Directions for this task :: Change "keypoint" to "anchor point" throughout the items below and rewrite them with nothing else altered. Leave the pictures out of your answer.

Object point labels:
START
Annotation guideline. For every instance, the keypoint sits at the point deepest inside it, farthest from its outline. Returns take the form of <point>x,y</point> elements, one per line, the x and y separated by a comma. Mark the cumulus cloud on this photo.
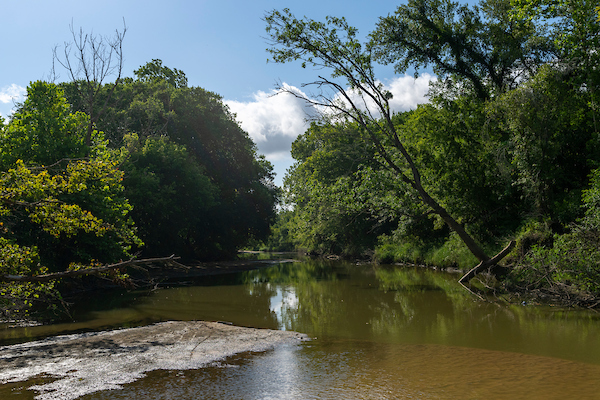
<point>273,120</point>
<point>408,91</point>
<point>9,95</point>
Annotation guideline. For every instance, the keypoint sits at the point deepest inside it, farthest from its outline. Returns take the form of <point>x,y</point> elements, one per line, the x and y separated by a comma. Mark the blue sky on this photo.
<point>220,46</point>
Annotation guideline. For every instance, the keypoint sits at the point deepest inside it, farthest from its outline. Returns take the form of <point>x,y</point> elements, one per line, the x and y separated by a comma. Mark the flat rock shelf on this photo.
<point>89,362</point>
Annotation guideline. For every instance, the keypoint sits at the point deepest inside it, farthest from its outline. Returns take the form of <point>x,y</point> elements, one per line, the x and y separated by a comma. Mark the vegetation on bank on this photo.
<point>166,170</point>
<point>507,149</point>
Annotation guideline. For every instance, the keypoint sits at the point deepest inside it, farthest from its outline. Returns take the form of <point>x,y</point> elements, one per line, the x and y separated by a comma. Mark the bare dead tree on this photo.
<point>90,60</point>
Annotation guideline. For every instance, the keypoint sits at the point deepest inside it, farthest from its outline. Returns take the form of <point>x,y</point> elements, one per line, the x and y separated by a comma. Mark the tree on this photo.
<point>159,104</point>
<point>171,197</point>
<point>333,45</point>
<point>96,58</point>
<point>59,211</point>
<point>479,46</point>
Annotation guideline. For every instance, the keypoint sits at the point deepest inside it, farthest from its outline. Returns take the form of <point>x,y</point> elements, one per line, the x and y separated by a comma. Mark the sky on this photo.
<point>219,45</point>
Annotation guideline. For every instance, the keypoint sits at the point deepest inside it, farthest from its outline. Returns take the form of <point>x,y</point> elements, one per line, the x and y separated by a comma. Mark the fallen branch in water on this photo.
<point>486,264</point>
<point>89,271</point>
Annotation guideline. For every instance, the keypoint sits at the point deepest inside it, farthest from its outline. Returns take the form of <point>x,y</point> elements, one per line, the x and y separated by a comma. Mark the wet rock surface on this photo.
<point>90,362</point>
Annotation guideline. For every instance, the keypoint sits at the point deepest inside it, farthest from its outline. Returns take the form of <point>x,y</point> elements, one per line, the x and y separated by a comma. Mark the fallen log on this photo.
<point>88,271</point>
<point>487,263</point>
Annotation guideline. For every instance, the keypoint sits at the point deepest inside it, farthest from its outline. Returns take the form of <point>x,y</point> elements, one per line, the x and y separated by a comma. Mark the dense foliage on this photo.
<point>166,170</point>
<point>62,204</point>
<point>192,171</point>
<point>507,144</point>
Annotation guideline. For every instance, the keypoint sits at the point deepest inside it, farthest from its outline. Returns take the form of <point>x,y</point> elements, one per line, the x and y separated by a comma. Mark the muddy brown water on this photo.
<point>379,333</point>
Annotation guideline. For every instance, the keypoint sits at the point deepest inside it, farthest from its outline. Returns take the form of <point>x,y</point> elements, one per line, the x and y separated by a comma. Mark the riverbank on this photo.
<point>89,362</point>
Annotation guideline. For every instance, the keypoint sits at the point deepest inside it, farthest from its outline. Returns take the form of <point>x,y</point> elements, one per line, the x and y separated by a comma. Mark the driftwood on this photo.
<point>487,263</point>
<point>88,271</point>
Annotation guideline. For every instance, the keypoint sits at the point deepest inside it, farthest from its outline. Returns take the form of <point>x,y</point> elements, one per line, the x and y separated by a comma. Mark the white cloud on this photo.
<point>10,95</point>
<point>273,120</point>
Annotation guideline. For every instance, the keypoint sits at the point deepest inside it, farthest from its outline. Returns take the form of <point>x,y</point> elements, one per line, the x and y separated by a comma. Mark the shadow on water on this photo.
<point>381,332</point>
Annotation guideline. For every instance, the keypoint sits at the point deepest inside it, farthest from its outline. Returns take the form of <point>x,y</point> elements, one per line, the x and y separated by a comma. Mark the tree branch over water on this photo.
<point>89,271</point>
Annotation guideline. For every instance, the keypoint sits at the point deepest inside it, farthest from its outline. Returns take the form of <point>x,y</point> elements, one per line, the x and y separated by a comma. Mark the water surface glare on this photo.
<point>380,333</point>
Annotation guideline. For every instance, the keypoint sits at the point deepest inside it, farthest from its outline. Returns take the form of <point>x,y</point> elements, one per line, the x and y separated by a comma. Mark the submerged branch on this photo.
<point>86,271</point>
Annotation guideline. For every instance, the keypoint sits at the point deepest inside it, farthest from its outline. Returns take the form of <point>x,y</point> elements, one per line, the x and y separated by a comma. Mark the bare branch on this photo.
<point>87,271</point>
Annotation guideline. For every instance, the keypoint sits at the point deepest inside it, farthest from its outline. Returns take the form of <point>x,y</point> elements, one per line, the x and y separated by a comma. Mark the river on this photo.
<point>379,332</point>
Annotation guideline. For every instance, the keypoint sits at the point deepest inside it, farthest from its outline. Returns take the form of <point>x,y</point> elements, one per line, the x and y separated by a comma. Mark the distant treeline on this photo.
<point>165,170</point>
<point>509,144</point>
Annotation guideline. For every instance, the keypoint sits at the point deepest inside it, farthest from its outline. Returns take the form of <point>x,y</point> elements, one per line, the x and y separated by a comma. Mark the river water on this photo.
<point>379,333</point>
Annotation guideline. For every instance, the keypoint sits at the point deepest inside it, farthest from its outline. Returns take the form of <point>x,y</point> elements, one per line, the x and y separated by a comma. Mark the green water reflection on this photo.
END
Answer to the task ::
Annotation guideline. For every instance, the anchor point sits at the point deepest inside it, farthest from its outline. Returns take the form of <point>x,y</point> elements, one per line, the x and y separated by a comma. Mark the cumulus cloud on this photo.
<point>273,120</point>
<point>408,91</point>
<point>9,95</point>
Annotation guideline. For every instance, the anchor point sits at the point deepest inside it, farthest from its outline. Returns take the form of <point>x,y</point> elements, one per line, the x and y separated by a comma. Mark the blue sky on this photo.
<point>220,46</point>
Annotation guideline. For every instance, the anchor point sits at the point deepest inside it, farthest from its outline. Returns take the form of <point>x,y</point> elements, one per line, the x and y separated by a comma. Mark the flat rock shelf on this photo.
<point>89,362</point>
Annotation guideline. For every instance, the anchor point sits at the point deepest inside it, farthest from its outline. Returns take the form of <point>x,y</point> elements, one per line, the x and y separated by a comma. Mark the vegetation on bank on this photo.
<point>166,170</point>
<point>507,149</point>
Annotation guideline. For every instance, the anchor point sits at the point deepest inside it, farthest from its outline. Returns take the form of <point>x,y</point> elements, one per line, the x and y separated by a comma. Mark the bare dead tree on this photo.
<point>90,60</point>
Annotation guideline. For every instance, the anchor point sits at the point deepest inside it, farthest from its outline. Returns take the form of <point>x,y</point> elements, one per line, the x and y separated by a comma. Mark the tree on this photo.
<point>159,104</point>
<point>171,197</point>
<point>333,45</point>
<point>96,58</point>
<point>59,211</point>
<point>479,46</point>
Annotation guideline. For every instance, the anchor point sits at the point deepest inside it, farthest from its outline. Returns take the form of <point>x,y</point> elements, one per line, the x and y separated by a comma. Mark the sky on this photo.
<point>219,45</point>
Annotation guideline. For every instance, the anchor point sits at the point deepest inside it, farthest from its outline. Returns take the form of <point>x,y</point> elements, one per line, the x and y separated by a comma. Mark the fallen branch in water on this photo.
<point>486,264</point>
<point>89,271</point>
Annotation guideline. For every instance, the anchor point sits at the point deepest inside it, farthest from its outline. Returns take the form of <point>x,y</point> elements, one per line, the x and y separated by a comma. Mark the wet rock surface on this photo.
<point>90,362</point>
Annotation guideline. For every instance, the anchor point sits at the point deepest inside it, farthest from its outline. Returns take the form of <point>x,y</point> elements, one per line, the x and y separated by a comma. Mark the fallen log on this photo.
<point>88,271</point>
<point>487,263</point>
Annotation guideline. For every instance, the anchor point sits at the point deepest inside it, farthest from its outline. Returns take the form of <point>x,y</point> elements, one per line, the x and y separated by a comma. Mark the dense foliage on this photo.
<point>166,170</point>
<point>62,204</point>
<point>192,171</point>
<point>507,144</point>
Annotation guideline. For every instance, the anchor point sits at the point deepest inside it, farthest from its outline. Returns take the form of <point>x,y</point> elements, one per line, the x and y separated by a comma. Mark the muddy brown water on this photo.
<point>379,333</point>
Annotation guideline. For every instance, the anchor point sits at the point deepest inside it, farthest from its outline. Returns take the form of <point>x,y</point> elements, one per line, the x and y separated by a comma. Mark the riverbank on this photo.
<point>89,362</point>
Annotation guideline. For every instance, the anchor point sits at the point deepest inside it, farthest from its outline. Returns take the form of <point>x,y</point> elements, one per line, the x and y separated by a comma. Mark the driftwood on this photo.
<point>487,263</point>
<point>88,271</point>
Annotation guideline. For every instance, the anchor point sits at the point deepest inside it, farthest from its outline. Returns take the form of <point>x,y</point> elements, one per line, the x and y separated by a comma. Mark the white cloud on this photo.
<point>10,95</point>
<point>273,120</point>
Annotation guideline. For every instance, the anchor point sits at the point deepest inside it, farthest from its outline. Returns take the form of <point>x,y</point> elements, one per line, the x and y separated by a comma. Mark the shadow on water on this photo.
<point>381,332</point>
Annotation guideline. For every instance, the anchor point sits at the point deepest inside it, farthest from its outline. Returns take the form of <point>x,y</point> elements, one per line, the x and y separated by a comma. Mark the tree branch over water on this photo.
<point>89,271</point>
Annotation guideline. For every instance, the anchor point sits at the point deepest inside it, farthest from its outline. Returns take the form of <point>x,y</point> elements, one per line, the x and y separated by a comma. Mark the water surface glare on this photo.
<point>380,333</point>
Annotation guideline. For every instance, the anchor point sits at the point deepest inside it, farthest from its outline. Returns take the form of <point>x,y</point> elements, one per line, the x and y separated by a comma. Mark the submerged branch on this photo.
<point>86,271</point>
Annotation guideline. For every instance, the anchor point sits at the point deepest inside it, farthest from its outline. Returns take the form of <point>x,y</point> elements, one per line, the x and y separated by a comma. Mark the bare branch on this photo.
<point>87,271</point>
Annotation guideline. For every instance, the anchor point sits at the point deepest inside it, farthest from its outline. Returns take the form of <point>x,y</point> elements, one per line, the x and y separated by a comma. Mark the river on this photo.
<point>379,332</point>
Annotation guideline. For every instance, the anchor point sits at the point deepest inside it, farthest from its outline. Returns take the form of <point>x,y</point> elements, one per line, the x and y separated by a comma. Mark the distant treeline on this photo.
<point>165,170</point>
<point>509,144</point>
Annotation guideline. For every instance, the anchor point sits at the point deepest inside it, farthest from its outline. Returns take the form of <point>x,y</point> elements, one per line, the x and y separated by a comma. Mark the river water on this photo.
<point>379,333</point>
Annotation guideline. For every instance, the anchor point sits at the point deepest inside it, farthest from its outline. Returns take the form of <point>x,y</point> elements, one per line, the x and y separated by a comma. Mark the green water reflection on this photo.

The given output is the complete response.